▸ **Requirements**
**A)** In the post on parsing websites in C#, update the part that opens with the words "While developing the" and closes with "you get started.", writing "capable" in place of "excellent". Give that part back with this one change.
**B)** Find each line in the listing that contains the word "arched" and copy it out. Case counts.

▸ **Excerpt**
Parsing websites in C# with Html Agility Pack or AngleSharp

While developing the "new" canonical check feature for elmah.io Uptime Monitoring, I had to parse a website from C# and inspect the DOM. I have been using Html Agility Pack in the past so this was an obvious choice. I also looked at what happened in the space and found that AngleSharp is an excellent alternative. In this blog post, I'll showcase both frameworks to help you get started.

Parsing websites in C# with Html Agility Pack or AngleSharp

Before we start coding, let's talk about web scraping in general. The techniques presented in this post can be used to extract content from other people's websites. While you may think that publically available data can be consumed from code, this is often not the case. Most websites don't allow crawling their content and you may be violating copyright laws by doing so. Always make sure that web crawling is permitted and/or reach out to the company behind the website to make sure that scraping their content is allowed. With that out of the way, let's look at some code.

There are numerous tools and services providing web scraping capabilities from C#. With more than 100M downloads from NuGet, HtmlAgilityPack is the most popular one, closely followed by AngleSharp with almost 70M downloads (both numbers most likely increased since the writing of this post). For this demo, I'll show how to create a web scraping CLI with both frameworks, highlighting some of the main differences.

We'll be building a CLI showing price information about books. The CLI uses a service named Books to Scrape, which is a fictional bookstore that is intended for testing scraping tools.

Start by creating a new console application:

dotnet new console -n Books.Cli

Next, install the HtmlAgilityPack package (an example with AngleSharp is coming up in a few minutes):

dotnet add package HtmlAgilityPack

I'll also use Spectre.Console to make the CLI look pretty:

dotnet add package Spectre.Console

If you are not familiar with Spectre.Console it's an awesome tool including colors and widgets for CLIs. For more information, check out this post: Create a colored CLI with System.CommandLine and Spectre.

The CLI we'll create in this post will present a list of books available on the front page of Books to Scrape:

Books to Scrape frontpage

When the user selects a book, we'll make another request to the landing page of the back and fetch a price:

A book on Books to Scrape

I know that the price is on the front page as well, but it will illustrate the scenario of parsing and navigating a website.

▸ **Entries supplied**
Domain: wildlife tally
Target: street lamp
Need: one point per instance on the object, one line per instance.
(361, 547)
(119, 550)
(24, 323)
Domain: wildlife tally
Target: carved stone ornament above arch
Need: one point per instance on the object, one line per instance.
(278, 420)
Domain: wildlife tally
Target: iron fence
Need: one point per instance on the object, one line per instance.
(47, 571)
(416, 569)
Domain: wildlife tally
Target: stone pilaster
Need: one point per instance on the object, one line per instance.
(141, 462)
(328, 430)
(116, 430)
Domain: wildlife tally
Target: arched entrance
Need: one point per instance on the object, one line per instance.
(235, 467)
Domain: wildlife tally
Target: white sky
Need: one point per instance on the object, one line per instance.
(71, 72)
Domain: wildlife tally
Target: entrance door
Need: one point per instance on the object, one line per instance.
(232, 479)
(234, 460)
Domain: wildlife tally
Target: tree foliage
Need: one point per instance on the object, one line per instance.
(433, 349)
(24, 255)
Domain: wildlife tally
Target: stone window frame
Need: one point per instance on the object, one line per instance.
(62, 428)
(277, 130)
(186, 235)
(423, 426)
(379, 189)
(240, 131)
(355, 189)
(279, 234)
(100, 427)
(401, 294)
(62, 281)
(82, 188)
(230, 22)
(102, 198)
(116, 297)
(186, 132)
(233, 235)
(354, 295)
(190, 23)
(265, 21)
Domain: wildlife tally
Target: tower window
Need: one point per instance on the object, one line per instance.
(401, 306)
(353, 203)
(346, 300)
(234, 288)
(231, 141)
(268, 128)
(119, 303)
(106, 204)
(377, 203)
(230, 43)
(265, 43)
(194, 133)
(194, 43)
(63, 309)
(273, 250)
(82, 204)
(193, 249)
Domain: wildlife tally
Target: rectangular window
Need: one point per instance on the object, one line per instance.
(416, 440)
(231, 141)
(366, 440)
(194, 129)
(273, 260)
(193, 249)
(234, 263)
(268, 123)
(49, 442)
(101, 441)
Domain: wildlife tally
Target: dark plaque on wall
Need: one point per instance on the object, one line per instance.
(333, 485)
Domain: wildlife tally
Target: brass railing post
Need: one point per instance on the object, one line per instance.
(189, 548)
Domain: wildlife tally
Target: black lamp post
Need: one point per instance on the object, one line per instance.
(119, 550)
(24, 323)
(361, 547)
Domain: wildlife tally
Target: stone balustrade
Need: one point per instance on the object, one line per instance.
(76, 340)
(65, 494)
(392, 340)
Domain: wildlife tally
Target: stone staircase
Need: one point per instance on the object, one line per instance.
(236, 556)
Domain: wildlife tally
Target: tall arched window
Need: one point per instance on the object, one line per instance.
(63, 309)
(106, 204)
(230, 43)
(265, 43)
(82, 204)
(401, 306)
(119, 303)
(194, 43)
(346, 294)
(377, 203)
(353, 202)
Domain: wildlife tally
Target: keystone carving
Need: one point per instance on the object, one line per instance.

▸ **The answers**
**A)**
While developing the "new" canonical check feature for elmah.io Uptime Monitoring, I had to parse a website from C# and inspect the DOM. I have been using Html Agility Pack in the past so this was an obvious choice. I also looked at what happened in the space and found that AngleSharp is an capable alternative. In this blog post, I'll showcase both frameworks to help you get started.

**B)**
Target: arched entrance
Target: tall arched window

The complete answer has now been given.